**Ziel der Übung**
Nenne nur die Zahl der Zeilen in den Einträgen, in denen das Wort „target“ vorkommt.

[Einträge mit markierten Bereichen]
::::
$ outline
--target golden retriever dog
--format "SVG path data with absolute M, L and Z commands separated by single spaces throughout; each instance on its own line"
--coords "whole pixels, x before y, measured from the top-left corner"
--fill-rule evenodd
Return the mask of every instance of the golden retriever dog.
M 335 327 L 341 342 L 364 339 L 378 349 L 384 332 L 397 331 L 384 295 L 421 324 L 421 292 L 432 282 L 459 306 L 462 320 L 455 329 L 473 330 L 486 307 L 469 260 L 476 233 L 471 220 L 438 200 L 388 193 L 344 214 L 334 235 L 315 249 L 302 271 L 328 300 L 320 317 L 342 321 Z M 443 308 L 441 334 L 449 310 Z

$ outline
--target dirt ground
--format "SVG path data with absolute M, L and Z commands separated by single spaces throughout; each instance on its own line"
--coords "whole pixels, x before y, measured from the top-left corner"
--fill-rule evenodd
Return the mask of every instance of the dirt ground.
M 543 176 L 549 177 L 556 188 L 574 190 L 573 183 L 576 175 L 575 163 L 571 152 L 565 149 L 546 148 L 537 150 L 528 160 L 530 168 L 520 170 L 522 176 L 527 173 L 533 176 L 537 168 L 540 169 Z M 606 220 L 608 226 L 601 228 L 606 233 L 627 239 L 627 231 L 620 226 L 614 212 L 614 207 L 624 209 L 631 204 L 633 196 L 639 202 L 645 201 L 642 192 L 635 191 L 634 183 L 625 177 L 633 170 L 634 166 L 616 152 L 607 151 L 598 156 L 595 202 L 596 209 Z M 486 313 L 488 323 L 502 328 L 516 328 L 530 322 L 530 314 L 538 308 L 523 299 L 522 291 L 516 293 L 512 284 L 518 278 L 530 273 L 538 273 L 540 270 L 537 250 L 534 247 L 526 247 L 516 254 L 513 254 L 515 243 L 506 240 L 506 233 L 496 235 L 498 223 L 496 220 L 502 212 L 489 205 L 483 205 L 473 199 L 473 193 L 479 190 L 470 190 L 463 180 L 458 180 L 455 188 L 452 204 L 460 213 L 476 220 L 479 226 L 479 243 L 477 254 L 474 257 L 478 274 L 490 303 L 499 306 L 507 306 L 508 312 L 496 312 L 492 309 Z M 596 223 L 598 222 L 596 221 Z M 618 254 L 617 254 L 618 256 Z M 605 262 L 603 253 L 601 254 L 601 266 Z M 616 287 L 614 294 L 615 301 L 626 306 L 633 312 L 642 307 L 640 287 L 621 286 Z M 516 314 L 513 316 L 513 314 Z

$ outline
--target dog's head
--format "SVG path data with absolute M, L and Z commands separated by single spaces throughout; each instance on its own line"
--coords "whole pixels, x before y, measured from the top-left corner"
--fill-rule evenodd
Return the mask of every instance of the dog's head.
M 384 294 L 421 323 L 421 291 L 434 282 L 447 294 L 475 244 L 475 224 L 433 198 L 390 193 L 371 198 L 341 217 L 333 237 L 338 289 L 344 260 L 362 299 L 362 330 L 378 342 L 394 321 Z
::::
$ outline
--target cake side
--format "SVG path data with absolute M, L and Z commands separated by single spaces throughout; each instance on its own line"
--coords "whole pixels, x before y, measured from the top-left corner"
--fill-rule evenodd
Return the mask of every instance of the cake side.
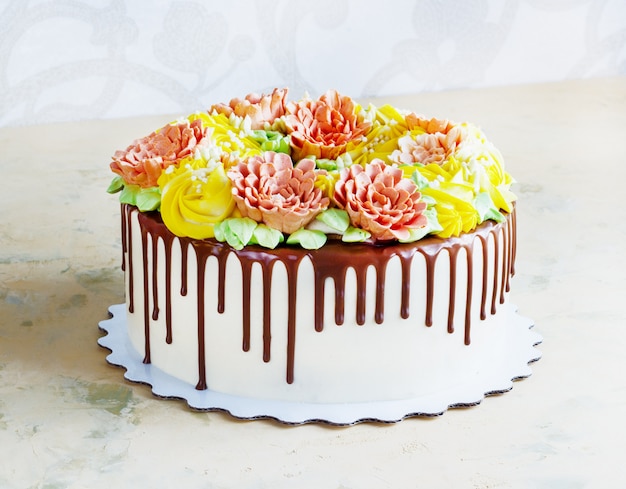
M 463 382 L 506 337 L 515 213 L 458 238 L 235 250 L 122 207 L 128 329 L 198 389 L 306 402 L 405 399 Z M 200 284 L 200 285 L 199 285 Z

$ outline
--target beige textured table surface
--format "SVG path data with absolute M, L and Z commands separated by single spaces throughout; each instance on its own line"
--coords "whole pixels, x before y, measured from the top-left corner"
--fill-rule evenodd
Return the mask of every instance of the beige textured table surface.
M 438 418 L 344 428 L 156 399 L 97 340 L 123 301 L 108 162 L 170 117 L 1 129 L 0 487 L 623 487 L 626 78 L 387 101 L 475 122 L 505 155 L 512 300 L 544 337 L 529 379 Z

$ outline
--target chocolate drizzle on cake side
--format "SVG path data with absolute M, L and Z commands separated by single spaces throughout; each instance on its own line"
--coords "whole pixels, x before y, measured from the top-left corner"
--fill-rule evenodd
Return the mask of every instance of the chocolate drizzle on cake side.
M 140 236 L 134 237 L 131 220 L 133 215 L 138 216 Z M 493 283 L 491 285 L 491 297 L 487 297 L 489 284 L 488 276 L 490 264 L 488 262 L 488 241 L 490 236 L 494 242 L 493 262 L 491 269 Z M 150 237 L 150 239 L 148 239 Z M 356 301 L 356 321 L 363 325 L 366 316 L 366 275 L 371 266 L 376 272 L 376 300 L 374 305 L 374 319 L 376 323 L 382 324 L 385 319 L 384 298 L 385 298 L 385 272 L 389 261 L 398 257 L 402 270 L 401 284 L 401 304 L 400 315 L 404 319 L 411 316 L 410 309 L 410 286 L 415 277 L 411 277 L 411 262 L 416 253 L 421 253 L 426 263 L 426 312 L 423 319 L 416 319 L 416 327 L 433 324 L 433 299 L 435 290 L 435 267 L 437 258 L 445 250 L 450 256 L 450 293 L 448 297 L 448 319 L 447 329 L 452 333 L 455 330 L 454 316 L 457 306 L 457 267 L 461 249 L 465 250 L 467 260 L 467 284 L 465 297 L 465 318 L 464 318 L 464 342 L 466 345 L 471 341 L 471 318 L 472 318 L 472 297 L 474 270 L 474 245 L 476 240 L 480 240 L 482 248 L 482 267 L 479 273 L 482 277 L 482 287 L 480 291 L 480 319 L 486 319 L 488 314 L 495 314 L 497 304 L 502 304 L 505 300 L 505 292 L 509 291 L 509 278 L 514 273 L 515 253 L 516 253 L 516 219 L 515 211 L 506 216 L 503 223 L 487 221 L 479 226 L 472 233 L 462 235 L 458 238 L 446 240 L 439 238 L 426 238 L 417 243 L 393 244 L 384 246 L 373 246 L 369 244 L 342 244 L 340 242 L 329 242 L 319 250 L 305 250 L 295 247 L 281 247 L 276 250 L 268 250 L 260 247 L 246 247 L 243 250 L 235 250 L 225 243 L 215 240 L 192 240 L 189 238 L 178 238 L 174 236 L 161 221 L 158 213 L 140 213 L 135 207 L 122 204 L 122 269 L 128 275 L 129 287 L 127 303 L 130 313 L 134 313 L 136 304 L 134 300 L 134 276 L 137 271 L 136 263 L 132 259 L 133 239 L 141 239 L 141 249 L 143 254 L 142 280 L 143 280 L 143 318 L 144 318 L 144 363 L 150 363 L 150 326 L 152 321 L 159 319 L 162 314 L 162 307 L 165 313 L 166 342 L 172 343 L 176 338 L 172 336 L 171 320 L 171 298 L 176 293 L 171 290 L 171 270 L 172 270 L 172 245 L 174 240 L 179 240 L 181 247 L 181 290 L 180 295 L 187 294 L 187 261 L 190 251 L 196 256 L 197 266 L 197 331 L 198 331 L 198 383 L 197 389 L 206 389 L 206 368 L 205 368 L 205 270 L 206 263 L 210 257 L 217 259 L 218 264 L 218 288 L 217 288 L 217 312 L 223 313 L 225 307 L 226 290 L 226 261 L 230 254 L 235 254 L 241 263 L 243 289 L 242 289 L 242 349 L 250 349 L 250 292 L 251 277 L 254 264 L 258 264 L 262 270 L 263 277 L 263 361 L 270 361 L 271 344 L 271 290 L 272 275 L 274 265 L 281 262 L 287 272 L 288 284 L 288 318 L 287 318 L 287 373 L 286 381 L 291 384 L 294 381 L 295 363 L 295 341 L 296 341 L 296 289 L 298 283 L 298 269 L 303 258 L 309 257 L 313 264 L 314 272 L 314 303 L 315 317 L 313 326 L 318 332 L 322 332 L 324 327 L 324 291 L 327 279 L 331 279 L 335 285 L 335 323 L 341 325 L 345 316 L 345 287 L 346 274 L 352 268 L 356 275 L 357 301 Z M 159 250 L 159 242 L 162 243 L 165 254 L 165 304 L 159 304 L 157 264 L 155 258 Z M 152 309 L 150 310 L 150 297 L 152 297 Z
::::
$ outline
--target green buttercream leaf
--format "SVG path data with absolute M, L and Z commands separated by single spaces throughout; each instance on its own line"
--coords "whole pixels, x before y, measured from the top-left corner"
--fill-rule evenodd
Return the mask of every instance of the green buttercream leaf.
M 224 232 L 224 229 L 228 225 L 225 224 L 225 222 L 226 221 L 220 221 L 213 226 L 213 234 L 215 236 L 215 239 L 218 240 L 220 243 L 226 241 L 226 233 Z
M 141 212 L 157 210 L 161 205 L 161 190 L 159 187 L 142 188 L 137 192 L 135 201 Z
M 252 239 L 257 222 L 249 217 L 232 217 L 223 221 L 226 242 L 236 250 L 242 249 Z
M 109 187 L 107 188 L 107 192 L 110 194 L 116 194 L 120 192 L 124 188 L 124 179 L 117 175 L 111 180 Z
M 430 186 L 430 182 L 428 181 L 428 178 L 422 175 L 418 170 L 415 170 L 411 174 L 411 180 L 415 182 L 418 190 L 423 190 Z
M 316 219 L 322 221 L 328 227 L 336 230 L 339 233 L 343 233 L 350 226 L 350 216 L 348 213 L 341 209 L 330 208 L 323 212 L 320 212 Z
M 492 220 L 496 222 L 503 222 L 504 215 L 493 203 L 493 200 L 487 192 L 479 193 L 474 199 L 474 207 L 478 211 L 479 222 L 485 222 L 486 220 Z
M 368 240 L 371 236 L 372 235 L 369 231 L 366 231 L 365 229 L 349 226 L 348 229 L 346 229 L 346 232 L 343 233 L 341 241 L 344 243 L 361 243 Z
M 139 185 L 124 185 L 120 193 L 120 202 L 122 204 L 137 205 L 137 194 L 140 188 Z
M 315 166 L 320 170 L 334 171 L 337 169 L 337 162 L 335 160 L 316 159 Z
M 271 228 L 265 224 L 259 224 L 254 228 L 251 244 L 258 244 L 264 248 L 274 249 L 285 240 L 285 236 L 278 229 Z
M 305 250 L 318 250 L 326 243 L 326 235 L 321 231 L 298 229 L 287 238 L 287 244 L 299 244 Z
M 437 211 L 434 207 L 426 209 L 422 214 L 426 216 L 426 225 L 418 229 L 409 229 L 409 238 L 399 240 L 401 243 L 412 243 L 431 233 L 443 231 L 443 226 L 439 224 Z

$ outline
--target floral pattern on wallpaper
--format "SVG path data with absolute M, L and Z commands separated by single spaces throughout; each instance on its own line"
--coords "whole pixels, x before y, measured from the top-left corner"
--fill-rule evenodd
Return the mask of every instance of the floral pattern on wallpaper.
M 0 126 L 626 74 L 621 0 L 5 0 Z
::::
**Ergebnis der Übung**
8